**Selected passage:**

Gyrus of the temporal and occipital lobes of the brain

The fusiform gyrus, also known as the lateral occipitotemporal gyrus, is part of the temporal lobe and occipital lobe in Brodmann area 37. The fusiform gyrus is located between the lingual gyrus and parahippocampal gyrus above, and the inferior temporal gyrus below. Though the functionality of the fusiform gyrus is not fully understood, it has been linked with various neural pathways related to recognition. Additionally, it has been linked to various neurological phenomena such as synesthesia, dyslexia, and prosopagnosia.

==Anatomy==
Anatomically, the fusiform gyrus is the largest macro-anatomical structure within the ventral temporal cortex, which mainly includes structures involved in high-level vision.
The term fusiform gyrus (lit. "spindle-shaped convolution") refers to the fact that the shape of the gyrus is wider at its centre than at its ends. This term is based on the description of the gyrus by Emil Huschke in 1854. (see also section on history).

**Your tasks:**
A. Answer these questions from the fusiform gyrus passage:
(i) Which Brodmann area does the fusiform gyrus belong to?
(ii) What feature of the gyrus does the literal meaning of its name refer to?
(iii) Who described the gyrus in 1854?
B. Extend the fusiform gyrus passage by two or three sentences, picking up after its final sentence.
The entries after this point come from a different source than the fusiform gyrus passage.

**Record extracts:**
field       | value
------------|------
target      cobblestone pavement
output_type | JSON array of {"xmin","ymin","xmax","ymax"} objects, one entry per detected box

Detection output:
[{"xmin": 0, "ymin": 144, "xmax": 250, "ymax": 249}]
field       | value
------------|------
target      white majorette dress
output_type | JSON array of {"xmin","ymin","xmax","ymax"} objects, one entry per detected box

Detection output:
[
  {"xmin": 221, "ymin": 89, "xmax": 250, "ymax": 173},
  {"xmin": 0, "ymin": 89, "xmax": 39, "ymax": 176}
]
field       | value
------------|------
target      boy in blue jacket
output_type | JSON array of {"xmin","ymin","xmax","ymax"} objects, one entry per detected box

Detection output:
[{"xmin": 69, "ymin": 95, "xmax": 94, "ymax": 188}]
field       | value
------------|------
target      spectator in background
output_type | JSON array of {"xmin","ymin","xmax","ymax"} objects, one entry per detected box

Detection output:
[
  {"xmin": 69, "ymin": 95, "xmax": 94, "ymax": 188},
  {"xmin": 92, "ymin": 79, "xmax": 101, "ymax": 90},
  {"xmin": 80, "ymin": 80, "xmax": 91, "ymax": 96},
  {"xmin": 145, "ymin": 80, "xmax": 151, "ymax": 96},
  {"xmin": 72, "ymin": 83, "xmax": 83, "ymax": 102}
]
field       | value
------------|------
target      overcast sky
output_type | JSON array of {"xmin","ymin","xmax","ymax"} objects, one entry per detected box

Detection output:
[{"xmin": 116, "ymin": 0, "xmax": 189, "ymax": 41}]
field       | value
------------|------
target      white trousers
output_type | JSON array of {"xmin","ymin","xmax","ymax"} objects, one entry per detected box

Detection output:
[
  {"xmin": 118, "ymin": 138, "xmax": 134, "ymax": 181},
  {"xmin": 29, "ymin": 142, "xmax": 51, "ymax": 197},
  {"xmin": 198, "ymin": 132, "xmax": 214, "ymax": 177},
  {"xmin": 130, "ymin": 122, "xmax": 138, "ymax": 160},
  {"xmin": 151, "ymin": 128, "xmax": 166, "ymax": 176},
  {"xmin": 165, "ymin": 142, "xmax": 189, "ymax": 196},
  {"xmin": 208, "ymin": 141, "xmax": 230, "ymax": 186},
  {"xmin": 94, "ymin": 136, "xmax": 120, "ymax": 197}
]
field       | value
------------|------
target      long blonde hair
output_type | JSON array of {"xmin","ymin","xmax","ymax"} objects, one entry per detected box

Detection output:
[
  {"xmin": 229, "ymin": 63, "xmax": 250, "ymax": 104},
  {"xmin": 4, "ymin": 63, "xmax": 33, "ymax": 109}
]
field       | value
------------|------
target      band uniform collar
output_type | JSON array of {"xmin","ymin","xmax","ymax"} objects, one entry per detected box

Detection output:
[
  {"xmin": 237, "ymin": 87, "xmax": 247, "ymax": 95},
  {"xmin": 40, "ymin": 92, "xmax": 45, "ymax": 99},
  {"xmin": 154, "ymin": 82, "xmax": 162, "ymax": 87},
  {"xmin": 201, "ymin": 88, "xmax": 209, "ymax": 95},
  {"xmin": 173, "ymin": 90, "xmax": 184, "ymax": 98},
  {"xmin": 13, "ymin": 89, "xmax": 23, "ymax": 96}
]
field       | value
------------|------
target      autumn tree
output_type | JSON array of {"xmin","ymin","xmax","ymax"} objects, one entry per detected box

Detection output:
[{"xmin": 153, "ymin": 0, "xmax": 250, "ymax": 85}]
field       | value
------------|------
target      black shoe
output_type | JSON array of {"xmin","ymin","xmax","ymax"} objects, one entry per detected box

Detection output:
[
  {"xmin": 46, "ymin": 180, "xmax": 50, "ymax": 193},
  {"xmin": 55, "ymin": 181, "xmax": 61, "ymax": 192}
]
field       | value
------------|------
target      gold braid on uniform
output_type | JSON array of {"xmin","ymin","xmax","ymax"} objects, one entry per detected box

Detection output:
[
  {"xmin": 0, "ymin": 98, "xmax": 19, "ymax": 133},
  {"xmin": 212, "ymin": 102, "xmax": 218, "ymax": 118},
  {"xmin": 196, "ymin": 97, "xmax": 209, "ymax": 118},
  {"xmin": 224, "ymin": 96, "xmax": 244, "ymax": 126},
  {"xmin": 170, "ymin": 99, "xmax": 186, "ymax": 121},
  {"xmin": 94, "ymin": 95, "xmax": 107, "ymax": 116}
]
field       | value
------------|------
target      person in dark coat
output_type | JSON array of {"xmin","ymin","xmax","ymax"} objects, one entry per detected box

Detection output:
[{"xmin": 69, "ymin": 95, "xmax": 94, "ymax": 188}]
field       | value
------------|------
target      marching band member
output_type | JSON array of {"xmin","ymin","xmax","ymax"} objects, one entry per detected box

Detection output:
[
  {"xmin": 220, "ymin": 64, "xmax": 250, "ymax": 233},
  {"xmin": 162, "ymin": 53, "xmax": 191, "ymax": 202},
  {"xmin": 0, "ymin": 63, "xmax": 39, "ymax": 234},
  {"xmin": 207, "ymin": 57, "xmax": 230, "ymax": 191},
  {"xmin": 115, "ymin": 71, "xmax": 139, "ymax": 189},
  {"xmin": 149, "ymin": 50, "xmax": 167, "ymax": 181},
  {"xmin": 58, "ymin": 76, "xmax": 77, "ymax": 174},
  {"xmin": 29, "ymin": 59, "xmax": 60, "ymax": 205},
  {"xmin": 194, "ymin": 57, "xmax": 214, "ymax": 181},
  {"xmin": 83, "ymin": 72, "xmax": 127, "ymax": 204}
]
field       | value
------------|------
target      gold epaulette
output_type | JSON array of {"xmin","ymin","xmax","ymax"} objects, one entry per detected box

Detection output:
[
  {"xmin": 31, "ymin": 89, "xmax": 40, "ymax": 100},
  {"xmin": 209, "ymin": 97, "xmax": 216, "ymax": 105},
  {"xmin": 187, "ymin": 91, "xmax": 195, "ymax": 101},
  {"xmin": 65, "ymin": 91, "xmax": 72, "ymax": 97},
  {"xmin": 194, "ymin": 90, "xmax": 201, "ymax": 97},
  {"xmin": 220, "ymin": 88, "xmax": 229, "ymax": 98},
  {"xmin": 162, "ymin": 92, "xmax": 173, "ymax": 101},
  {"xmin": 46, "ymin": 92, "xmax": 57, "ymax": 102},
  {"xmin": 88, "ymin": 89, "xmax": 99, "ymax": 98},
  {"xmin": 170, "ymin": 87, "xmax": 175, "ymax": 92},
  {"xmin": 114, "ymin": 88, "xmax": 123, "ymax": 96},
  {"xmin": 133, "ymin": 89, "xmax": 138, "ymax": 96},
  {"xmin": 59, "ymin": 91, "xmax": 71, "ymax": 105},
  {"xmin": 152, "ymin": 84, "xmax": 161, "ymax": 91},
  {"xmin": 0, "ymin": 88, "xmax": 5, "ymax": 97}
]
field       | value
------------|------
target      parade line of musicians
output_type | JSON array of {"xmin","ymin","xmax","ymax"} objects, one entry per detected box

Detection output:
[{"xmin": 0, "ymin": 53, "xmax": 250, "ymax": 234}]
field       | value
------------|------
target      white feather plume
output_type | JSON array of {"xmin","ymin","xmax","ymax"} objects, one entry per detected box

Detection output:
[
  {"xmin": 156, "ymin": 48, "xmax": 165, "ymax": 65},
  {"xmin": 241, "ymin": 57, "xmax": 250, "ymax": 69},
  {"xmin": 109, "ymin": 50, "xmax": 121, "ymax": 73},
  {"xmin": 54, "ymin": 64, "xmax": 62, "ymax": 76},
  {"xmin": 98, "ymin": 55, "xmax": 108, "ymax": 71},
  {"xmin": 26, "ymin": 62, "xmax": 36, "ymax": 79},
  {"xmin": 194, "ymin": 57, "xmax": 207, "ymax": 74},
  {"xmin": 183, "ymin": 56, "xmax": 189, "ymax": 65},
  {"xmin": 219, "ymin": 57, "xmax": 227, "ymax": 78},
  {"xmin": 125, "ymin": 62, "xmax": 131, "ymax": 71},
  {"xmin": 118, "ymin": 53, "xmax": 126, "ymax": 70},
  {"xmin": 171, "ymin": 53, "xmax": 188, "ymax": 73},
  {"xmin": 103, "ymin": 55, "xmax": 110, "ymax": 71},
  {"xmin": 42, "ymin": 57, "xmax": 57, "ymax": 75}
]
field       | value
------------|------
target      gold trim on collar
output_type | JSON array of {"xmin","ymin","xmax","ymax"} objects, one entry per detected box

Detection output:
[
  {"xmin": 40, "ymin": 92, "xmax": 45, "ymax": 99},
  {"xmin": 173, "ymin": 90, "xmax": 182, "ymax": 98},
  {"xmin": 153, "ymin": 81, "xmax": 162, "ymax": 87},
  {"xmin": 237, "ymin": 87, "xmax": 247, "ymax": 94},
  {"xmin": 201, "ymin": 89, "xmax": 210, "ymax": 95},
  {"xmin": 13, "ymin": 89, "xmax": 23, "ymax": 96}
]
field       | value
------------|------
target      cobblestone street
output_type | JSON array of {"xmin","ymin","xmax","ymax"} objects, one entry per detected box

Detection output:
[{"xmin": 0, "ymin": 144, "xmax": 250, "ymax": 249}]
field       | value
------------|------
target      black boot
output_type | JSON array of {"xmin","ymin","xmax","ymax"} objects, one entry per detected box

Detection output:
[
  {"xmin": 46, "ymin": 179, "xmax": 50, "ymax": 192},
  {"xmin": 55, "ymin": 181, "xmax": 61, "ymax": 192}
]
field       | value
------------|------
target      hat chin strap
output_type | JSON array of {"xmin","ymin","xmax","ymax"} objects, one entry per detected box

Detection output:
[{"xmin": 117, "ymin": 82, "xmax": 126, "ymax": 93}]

**Answers below:**
A.
(i) Brodmann area 37.
(ii) Its shape is wider at its centre than at its ends.
(iii) Emil Huschke.

B.
The fusiform gyrus is situated at the basal surface of the temporal and occipital lobes and is
delineated by the collateral sulcus (CoS) and occipitotemporal sulcus (OTS), respectively. The OTS separates the fusiform gyrus from the inferior temporal gyrus (located laterally in respect to the fusiform gyrus) and the CoS separates the fusiform gyrus from the parahippocampal gyrus (located medially in respect to the fusiform gyrus).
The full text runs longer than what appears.